YOUR GOAL => Each entry below is to be transcribed exactly; pictures are not copied.

Stored records:
———

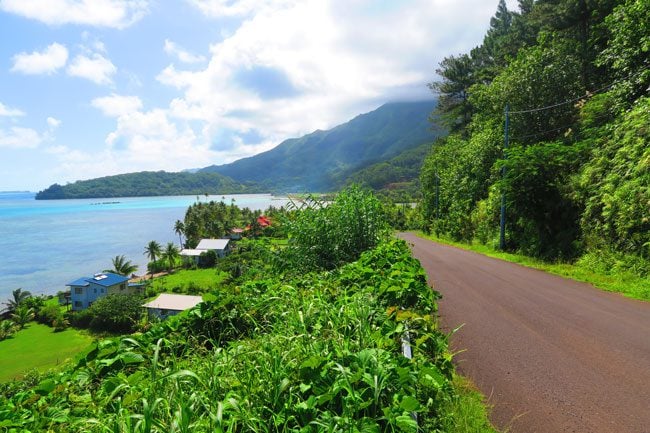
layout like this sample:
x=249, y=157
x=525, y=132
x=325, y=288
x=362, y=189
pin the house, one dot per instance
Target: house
x=167, y=304
x=86, y=290
x=219, y=246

———

SOLUTION FOR THIS PROBLEM =>
layout like this sample:
x=249, y=157
x=525, y=132
x=325, y=288
x=362, y=189
pin the house, one dot per instance
Target: house
x=167, y=304
x=86, y=290
x=219, y=246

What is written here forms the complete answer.